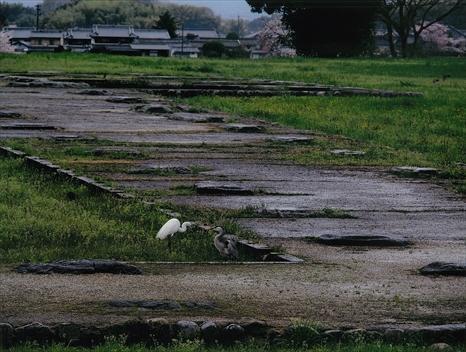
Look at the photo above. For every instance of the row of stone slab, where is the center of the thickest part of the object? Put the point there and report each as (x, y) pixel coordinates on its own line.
(160, 331)
(47, 166)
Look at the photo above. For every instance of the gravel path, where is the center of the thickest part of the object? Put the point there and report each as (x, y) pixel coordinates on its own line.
(336, 286)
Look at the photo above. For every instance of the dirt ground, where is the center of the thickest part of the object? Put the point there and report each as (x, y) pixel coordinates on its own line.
(336, 286)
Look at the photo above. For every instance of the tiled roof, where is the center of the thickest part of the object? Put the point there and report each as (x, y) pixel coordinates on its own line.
(20, 33)
(149, 47)
(112, 31)
(201, 33)
(46, 34)
(152, 33)
(79, 33)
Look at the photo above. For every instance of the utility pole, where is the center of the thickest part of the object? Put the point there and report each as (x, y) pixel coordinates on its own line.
(182, 40)
(38, 13)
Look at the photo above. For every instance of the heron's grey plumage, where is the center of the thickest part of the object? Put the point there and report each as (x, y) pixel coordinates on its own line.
(226, 244)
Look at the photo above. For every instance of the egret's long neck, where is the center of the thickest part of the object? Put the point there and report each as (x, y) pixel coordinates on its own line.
(184, 227)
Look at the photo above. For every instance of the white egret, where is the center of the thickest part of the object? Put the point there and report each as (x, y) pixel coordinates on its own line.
(171, 227)
(226, 244)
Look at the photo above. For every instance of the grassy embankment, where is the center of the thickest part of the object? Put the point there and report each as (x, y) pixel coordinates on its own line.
(195, 347)
(42, 218)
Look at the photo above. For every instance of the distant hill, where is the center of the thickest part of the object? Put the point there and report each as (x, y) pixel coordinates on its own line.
(140, 13)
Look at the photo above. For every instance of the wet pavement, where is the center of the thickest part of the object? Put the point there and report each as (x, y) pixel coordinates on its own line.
(377, 202)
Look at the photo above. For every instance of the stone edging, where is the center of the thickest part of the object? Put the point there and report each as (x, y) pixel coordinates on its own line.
(259, 251)
(160, 331)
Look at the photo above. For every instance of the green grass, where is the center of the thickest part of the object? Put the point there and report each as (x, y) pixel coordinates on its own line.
(42, 219)
(197, 347)
(425, 131)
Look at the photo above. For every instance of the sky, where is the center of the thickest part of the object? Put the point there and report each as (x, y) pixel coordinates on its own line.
(226, 8)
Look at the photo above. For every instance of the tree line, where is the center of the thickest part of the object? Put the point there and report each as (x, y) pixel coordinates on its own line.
(346, 27)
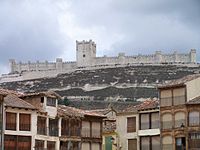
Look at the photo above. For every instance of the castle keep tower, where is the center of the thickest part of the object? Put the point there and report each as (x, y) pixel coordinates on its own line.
(85, 53)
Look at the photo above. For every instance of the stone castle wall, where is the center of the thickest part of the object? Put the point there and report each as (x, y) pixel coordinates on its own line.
(86, 58)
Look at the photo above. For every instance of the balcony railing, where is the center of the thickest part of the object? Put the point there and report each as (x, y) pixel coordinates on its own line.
(96, 133)
(145, 125)
(178, 100)
(85, 132)
(166, 101)
(155, 124)
(167, 146)
(179, 123)
(42, 130)
(24, 127)
(10, 126)
(166, 124)
(53, 131)
(75, 132)
(194, 121)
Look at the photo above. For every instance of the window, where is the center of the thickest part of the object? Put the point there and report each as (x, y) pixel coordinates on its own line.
(24, 143)
(145, 143)
(155, 120)
(39, 144)
(53, 127)
(179, 119)
(51, 145)
(132, 144)
(24, 122)
(95, 146)
(194, 118)
(11, 121)
(41, 125)
(166, 98)
(145, 124)
(155, 140)
(167, 121)
(12, 142)
(150, 143)
(42, 100)
(65, 127)
(96, 129)
(85, 129)
(51, 102)
(179, 96)
(194, 140)
(167, 143)
(131, 124)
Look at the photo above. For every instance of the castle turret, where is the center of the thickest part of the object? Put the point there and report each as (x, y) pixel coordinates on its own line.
(85, 53)
(193, 55)
(12, 65)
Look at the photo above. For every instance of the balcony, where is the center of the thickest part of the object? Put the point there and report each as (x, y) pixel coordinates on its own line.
(166, 125)
(194, 121)
(85, 132)
(166, 101)
(178, 100)
(167, 146)
(75, 132)
(24, 127)
(179, 123)
(53, 131)
(42, 131)
(96, 133)
(10, 126)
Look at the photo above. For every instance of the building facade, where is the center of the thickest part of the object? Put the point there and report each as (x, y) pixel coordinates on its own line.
(36, 122)
(176, 115)
(86, 59)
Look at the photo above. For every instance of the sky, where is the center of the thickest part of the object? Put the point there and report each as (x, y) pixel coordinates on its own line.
(39, 30)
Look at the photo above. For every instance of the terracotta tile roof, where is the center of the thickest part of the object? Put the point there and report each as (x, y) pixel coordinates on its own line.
(148, 104)
(110, 126)
(12, 100)
(196, 100)
(179, 82)
(47, 94)
(5, 92)
(145, 105)
(67, 111)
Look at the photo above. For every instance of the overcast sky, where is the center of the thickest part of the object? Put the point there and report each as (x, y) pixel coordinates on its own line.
(46, 29)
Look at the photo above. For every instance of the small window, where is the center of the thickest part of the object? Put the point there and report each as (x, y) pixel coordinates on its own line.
(131, 124)
(42, 100)
(51, 102)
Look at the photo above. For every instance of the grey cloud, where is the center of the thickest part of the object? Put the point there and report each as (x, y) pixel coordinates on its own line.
(29, 31)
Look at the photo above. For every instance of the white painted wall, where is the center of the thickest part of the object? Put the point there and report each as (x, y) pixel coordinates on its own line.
(193, 89)
(122, 130)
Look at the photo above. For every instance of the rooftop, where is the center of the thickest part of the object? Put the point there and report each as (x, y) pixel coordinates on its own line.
(179, 82)
(12, 100)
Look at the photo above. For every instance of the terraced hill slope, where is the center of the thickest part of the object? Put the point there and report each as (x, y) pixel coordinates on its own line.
(130, 82)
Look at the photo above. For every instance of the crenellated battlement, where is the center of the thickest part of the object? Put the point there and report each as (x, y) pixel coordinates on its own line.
(86, 58)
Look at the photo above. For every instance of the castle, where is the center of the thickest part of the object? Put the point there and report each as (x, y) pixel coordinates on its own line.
(86, 58)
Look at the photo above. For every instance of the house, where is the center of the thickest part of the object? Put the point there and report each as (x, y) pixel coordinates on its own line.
(35, 121)
(92, 126)
(19, 123)
(127, 129)
(149, 128)
(47, 123)
(177, 112)
(109, 134)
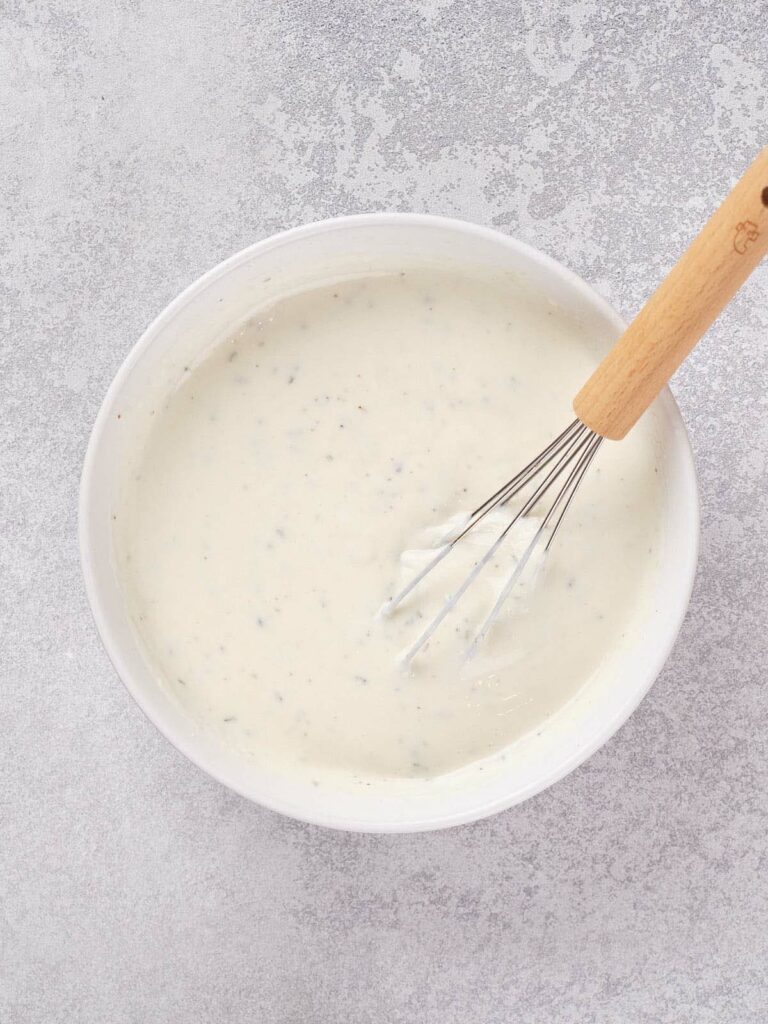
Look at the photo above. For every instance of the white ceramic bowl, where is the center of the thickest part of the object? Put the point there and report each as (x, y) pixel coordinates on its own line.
(223, 297)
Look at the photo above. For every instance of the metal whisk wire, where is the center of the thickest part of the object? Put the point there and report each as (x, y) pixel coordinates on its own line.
(571, 452)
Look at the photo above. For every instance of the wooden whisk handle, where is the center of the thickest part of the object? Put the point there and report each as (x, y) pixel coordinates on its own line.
(691, 296)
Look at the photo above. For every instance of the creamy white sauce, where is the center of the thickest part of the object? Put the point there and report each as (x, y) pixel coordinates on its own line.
(283, 480)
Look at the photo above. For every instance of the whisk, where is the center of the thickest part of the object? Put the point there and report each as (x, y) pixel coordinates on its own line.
(663, 334)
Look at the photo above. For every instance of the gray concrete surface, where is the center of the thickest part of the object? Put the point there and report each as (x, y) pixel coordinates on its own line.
(142, 141)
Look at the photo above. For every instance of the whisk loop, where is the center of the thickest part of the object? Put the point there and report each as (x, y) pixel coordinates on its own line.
(568, 456)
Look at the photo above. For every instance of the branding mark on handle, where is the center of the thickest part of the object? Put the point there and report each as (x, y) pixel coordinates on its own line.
(744, 233)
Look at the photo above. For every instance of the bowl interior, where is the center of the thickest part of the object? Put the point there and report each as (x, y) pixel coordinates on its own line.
(203, 315)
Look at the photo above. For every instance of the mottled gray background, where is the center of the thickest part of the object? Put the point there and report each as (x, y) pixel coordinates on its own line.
(144, 140)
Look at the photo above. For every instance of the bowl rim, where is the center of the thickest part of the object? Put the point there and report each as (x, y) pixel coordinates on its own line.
(103, 619)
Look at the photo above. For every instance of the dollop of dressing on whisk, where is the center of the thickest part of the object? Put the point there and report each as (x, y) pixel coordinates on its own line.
(264, 521)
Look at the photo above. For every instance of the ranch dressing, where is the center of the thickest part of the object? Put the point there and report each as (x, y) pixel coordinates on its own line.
(291, 484)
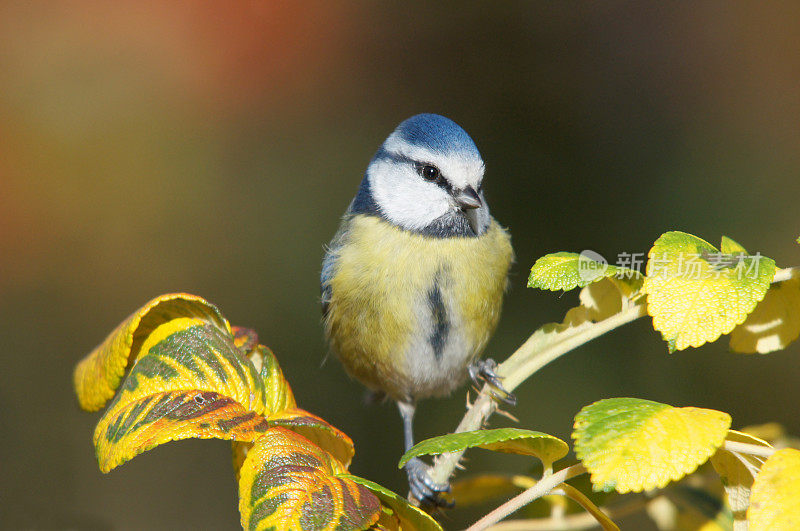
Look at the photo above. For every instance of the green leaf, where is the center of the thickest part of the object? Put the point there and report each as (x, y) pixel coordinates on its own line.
(509, 440)
(696, 293)
(565, 271)
(729, 246)
(631, 445)
(773, 324)
(287, 482)
(773, 501)
(410, 517)
(737, 471)
(98, 375)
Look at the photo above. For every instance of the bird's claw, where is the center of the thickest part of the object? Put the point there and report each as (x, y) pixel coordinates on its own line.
(422, 487)
(484, 369)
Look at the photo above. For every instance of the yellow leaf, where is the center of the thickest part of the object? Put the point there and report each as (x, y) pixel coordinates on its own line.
(774, 502)
(287, 482)
(162, 417)
(318, 431)
(737, 471)
(631, 445)
(98, 375)
(696, 293)
(773, 324)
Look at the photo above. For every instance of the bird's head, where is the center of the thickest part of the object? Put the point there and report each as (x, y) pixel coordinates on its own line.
(427, 178)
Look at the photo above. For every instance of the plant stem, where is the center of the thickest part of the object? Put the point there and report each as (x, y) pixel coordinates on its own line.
(752, 449)
(520, 366)
(541, 488)
(574, 522)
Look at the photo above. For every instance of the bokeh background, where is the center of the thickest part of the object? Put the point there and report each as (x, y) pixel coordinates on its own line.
(151, 147)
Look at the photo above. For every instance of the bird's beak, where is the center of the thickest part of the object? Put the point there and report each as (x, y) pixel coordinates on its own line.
(469, 200)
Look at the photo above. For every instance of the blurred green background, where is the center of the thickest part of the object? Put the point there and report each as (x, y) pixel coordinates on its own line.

- [Goal]:
Reproduce the records word for word, beginning at the line that contains "Look at the photo above. For every instance of the bokeh" and continuing through the last line of the records.

- [Exercise result]:
Look at the photo above. For every instance of the bokeh background, where is the center of the thickest part of the object? Put the point there and report each as (x, y) pixel coordinates on its own line.
(151, 147)
Look at the photo above. For every instance of the bird's beak, where is the center of the thickest part of the object? Put the point there and report each as (x, y) pixel coordinates on its own line.
(469, 200)
Look at the photo above. For every instance of the blurred green background, where is the center of the thickest part of the object? Put the point there and report each as (x, y) pixel coordinates on its own line.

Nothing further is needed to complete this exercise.